Task to complete: Print verbatim the lines of the entries from the one containing "Please indicate the blue skirt" to the last, inclusive, and no others.

Data:
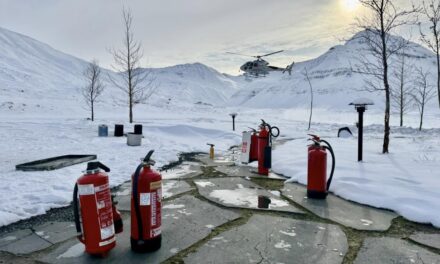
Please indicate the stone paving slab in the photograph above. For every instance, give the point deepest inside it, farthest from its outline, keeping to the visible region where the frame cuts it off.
(185, 170)
(218, 160)
(25, 242)
(431, 240)
(170, 188)
(386, 250)
(55, 232)
(240, 193)
(246, 171)
(269, 239)
(341, 211)
(186, 220)
(12, 237)
(8, 258)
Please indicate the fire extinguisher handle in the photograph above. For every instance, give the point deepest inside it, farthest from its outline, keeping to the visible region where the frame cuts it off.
(76, 209)
(329, 147)
(102, 166)
(314, 137)
(148, 156)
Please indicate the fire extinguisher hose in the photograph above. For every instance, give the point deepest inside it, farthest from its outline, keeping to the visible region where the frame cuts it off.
(137, 208)
(76, 212)
(329, 147)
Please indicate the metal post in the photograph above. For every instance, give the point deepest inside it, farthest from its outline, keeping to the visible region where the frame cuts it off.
(233, 115)
(361, 111)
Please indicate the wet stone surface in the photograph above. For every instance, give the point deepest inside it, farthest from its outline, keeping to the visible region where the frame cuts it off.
(268, 239)
(341, 211)
(22, 242)
(386, 250)
(245, 171)
(185, 221)
(240, 193)
(217, 161)
(430, 240)
(186, 170)
(170, 188)
(55, 232)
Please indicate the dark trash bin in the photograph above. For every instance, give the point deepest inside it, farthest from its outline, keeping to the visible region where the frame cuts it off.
(344, 132)
(138, 129)
(119, 130)
(263, 201)
(102, 131)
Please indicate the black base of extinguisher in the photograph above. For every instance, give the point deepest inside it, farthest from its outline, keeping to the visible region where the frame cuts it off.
(145, 246)
(119, 226)
(316, 194)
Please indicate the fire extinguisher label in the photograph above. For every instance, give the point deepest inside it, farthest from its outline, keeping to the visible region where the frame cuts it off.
(155, 185)
(104, 207)
(244, 147)
(86, 189)
(144, 199)
(105, 243)
(155, 232)
(107, 232)
(153, 209)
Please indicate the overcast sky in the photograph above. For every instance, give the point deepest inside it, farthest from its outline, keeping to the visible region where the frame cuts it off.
(184, 31)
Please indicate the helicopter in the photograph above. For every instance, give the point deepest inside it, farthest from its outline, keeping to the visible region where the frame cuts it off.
(260, 67)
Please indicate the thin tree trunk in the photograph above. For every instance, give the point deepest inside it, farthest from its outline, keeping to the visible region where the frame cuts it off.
(401, 104)
(438, 74)
(386, 138)
(93, 113)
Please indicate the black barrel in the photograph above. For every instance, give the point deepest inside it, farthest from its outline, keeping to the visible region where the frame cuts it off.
(119, 130)
(138, 129)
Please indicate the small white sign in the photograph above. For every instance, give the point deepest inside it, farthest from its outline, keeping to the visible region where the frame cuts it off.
(246, 147)
(144, 199)
(86, 189)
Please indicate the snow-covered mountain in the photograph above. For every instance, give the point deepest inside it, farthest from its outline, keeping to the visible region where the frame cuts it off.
(333, 81)
(35, 77)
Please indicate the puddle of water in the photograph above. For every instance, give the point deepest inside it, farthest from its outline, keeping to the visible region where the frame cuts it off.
(73, 252)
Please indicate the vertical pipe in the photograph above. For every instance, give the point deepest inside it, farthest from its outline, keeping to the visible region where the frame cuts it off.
(361, 132)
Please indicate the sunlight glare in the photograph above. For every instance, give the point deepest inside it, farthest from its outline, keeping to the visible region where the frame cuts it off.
(350, 5)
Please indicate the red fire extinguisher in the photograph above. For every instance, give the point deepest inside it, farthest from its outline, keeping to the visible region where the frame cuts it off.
(264, 139)
(146, 207)
(92, 194)
(317, 183)
(253, 153)
(117, 218)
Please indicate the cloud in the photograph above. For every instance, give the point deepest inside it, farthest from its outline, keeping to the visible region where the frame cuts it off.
(180, 31)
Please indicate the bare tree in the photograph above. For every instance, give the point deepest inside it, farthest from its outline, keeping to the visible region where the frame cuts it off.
(423, 92)
(137, 83)
(94, 87)
(401, 94)
(306, 74)
(384, 19)
(431, 10)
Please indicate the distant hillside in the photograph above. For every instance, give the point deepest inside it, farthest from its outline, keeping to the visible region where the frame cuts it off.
(333, 81)
(34, 77)
(38, 79)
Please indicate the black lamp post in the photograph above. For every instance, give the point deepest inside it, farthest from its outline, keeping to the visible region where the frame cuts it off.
(361, 105)
(233, 120)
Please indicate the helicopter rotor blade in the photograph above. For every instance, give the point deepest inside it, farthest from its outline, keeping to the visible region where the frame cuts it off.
(271, 53)
(240, 54)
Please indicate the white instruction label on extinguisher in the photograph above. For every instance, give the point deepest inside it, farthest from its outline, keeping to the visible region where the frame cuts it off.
(144, 199)
(86, 189)
(153, 209)
(105, 213)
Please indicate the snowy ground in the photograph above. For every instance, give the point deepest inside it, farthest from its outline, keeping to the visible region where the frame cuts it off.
(405, 180)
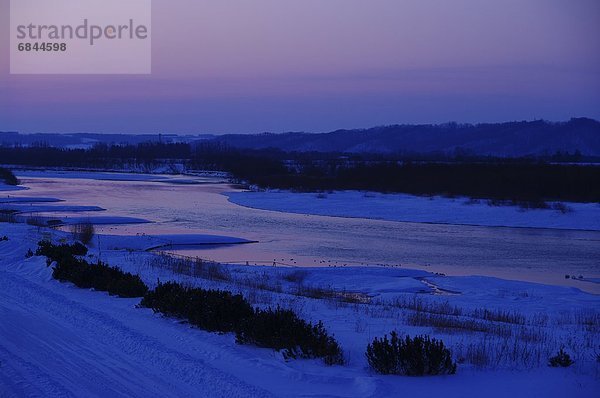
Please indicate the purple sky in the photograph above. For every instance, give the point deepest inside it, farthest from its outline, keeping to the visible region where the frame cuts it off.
(223, 66)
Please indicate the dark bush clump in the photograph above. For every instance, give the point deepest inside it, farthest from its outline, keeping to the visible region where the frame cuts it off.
(222, 311)
(83, 232)
(416, 356)
(8, 177)
(99, 276)
(59, 252)
(212, 310)
(282, 330)
(562, 359)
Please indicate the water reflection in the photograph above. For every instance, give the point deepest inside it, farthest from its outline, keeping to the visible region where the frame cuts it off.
(541, 255)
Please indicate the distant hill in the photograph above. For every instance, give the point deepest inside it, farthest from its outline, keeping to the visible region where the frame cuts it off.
(87, 140)
(499, 139)
(495, 139)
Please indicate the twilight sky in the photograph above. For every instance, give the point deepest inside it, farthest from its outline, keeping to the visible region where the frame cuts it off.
(224, 66)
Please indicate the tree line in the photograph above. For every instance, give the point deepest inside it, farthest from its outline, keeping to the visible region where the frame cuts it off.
(519, 180)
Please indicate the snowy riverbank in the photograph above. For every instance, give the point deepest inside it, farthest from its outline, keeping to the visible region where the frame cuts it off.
(56, 339)
(409, 208)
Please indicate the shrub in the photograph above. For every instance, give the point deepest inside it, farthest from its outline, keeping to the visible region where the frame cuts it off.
(212, 310)
(562, 359)
(8, 177)
(59, 252)
(416, 356)
(99, 276)
(222, 311)
(83, 232)
(282, 330)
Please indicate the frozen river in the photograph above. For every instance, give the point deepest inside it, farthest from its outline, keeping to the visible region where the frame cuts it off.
(200, 206)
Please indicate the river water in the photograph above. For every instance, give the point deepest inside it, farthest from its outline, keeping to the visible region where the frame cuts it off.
(539, 255)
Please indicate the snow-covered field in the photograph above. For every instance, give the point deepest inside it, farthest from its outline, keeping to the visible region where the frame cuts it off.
(401, 207)
(58, 340)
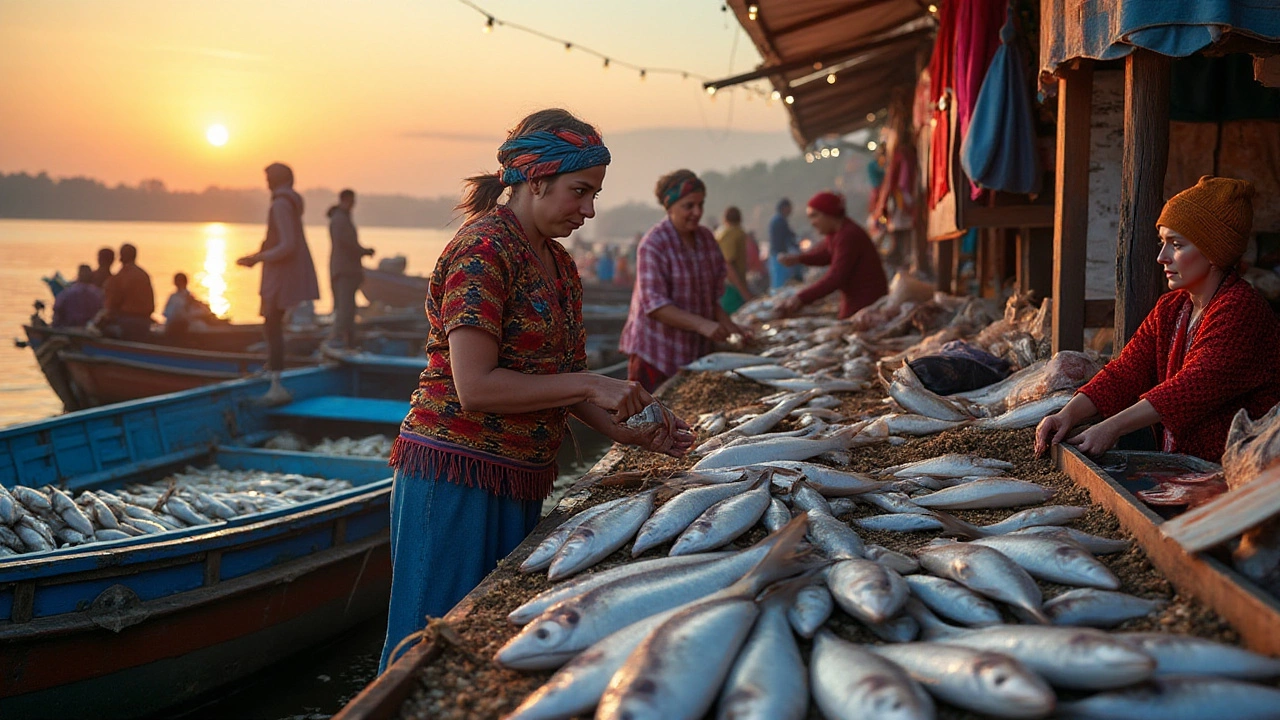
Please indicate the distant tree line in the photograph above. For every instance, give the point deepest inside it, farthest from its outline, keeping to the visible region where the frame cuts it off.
(754, 190)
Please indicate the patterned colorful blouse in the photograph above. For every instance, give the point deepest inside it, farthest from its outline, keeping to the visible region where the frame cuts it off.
(671, 273)
(490, 278)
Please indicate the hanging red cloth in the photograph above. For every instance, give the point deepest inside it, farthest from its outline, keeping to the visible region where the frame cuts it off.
(940, 86)
(977, 37)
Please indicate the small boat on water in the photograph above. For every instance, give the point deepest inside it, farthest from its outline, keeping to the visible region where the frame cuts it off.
(126, 628)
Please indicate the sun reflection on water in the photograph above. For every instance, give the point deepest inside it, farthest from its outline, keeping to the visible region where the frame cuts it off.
(213, 277)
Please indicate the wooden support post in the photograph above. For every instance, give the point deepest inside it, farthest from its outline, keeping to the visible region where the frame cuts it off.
(1072, 205)
(942, 259)
(1139, 279)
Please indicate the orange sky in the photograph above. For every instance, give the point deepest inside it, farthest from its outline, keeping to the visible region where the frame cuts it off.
(387, 95)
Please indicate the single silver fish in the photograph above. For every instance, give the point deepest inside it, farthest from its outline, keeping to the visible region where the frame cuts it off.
(954, 601)
(917, 425)
(1180, 698)
(1036, 516)
(1098, 609)
(851, 683)
(827, 481)
(720, 361)
(1054, 560)
(896, 561)
(540, 557)
(987, 683)
(576, 623)
(810, 609)
(576, 688)
(836, 540)
(804, 497)
(987, 493)
(766, 373)
(841, 505)
(867, 591)
(900, 629)
(1093, 543)
(680, 511)
(1188, 655)
(1068, 657)
(577, 586)
(776, 516)
(600, 536)
(900, 523)
(1025, 415)
(951, 465)
(986, 572)
(725, 522)
(894, 502)
(32, 499)
(768, 679)
(778, 449)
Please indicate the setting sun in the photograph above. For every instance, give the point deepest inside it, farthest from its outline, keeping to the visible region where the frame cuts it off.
(216, 135)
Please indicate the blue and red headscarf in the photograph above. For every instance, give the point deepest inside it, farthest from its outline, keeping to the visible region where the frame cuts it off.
(542, 154)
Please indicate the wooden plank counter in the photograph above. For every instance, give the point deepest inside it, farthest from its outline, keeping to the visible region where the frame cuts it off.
(1251, 610)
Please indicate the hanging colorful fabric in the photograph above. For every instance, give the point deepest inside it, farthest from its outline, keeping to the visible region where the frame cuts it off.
(1000, 150)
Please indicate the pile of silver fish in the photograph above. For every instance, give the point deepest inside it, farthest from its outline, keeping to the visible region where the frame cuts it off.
(371, 446)
(44, 519)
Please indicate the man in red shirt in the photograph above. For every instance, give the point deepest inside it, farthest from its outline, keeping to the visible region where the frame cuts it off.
(854, 265)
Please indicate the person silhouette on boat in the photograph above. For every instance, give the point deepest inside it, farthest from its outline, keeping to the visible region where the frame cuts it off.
(183, 311)
(288, 273)
(129, 300)
(346, 272)
(78, 302)
(506, 367)
(105, 259)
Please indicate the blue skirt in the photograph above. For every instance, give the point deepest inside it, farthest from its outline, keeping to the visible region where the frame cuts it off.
(446, 537)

Response:
Please indicate the blue skirt in the photograph above. For every instance, give the point deepest inside it, farthest from its outline, keeping to the visible region where the frame cuts it off.
(446, 537)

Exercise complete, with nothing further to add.